*VORLIEGENDER TEXT*.
========================
Islamfeindlichkeit im Zusammenhang mit der Eskalation am Willy-Brandt-Platz? Über diese Verknüpfung mag man sich wundern. Die Polizei meldet bei ihren aktuellen Auswertungen des Bildmaterials bisher ausschließlich Plakate oder Parolen mit antisemitischen Inhalten, jedoch keine islamfeindlichen. Und dennoch wendet sich die Erklärung ausdrücklich gegen Islamfeindlichkeit. Warum also nicht auch gegen Christenverfolgung? Reimer: „Ich hätte es gut gefunden, auch die christlichen Kirchen ausdrücklich zu nennen.“

Der Pfarrer bezweifelt zudem, dass es sich bei den jüngsten judenfeindlichen Äußerungen um einen neuen Antisemitismus handele: „Hat man nicht schon seit Jahren Wort für Wort dieselben Parolen gehört? In Essen schon“, sagt er. Er zumindest, der an der Alt-Katholischen Kirche in direkter Nachbarschaft zur Alten Synagoge lebt, erlebte erst Anfang Juli nachts ein böses Ereignis vor seiner Haustür, wo ein belangloser Streit in Schmähungen und Hitlerrufen mündete.
========================
*GESPEICHERTE DATEN*.
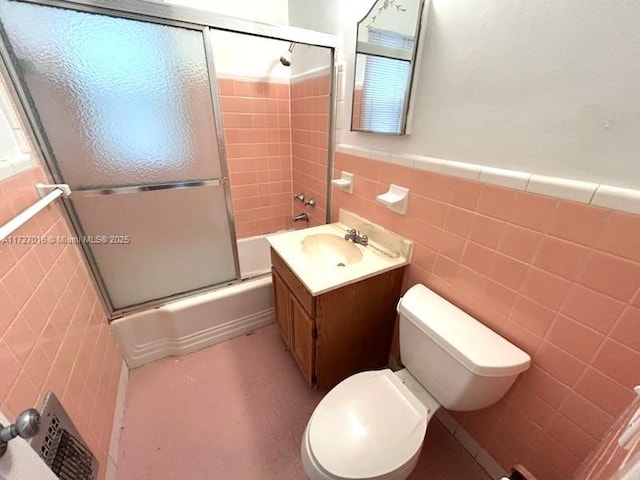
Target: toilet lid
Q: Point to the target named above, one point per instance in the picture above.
(368, 425)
========================
*AUFGABENSTELLUNG 1*.
Prüfe, ob die folgenden Aussagen mit dem Text zur Eskalation am Willy-Brandt-Platz übereinstimmen, und beantworte jede mit Ja oder Nein samt den entscheidenden Worten des Textes als wörtlichem Zitat. (a) Die Polizei hat bei der Auswertung des Bildmaterials bisher auch islamfeindliche Plakate festgestellt. (b) Der Pfarrer lebt an der Alt-Katholischen Kirche in direkter Nachbarschaft zur Alten Synagoge. (c) Das Ereignis vor seiner Haustür geschah Anfang Juli am Tag.
*AUFGABENSTELLUNG 2*.
Gib aus dem vorliegenden Text den Abschnitt zwischen „Der Pfarrer bezweifelt“ und „und Hitlerrufen mündete.“, beide einschließlich, wortgetreu wieder.

*ERGEBNIS 1*.
(a) Nein: „bisher ausschließlich Plakate oder Parolen mit antisemitischen Inhalten, jedoch keine islamfeindlichen“
(b) Ja: „der an der Alt-Katholischen Kirche in direkter Nachbarschaft zur Alten Synagoge lebt“
(c) Nein: „erlebte erst Anfang Juli nachts ein böses Ereignis vor seiner Haustür“

*ERGEBNIS 2*.
Der Pfarrer bezweifelt zudem, dass es sich bei den jüngsten judenfeindlichen Äußerungen um einen neuen Antisemitismus handele: „Hat man nicht schon seit Jahren Wort für Wort dieselben Parolen gehört? In Essen schon“, sagt er. Er zumindest, der an der Alt-Katholischen Kirche in direkter Nachbarschaft zur Alten Synagoge lebt, erlebte erst Anfang Juli nachts ein böses Ereignis vor seiner Haustür, wo ein belangloser Streit in Schmähungen und Hitlerrufen mündete.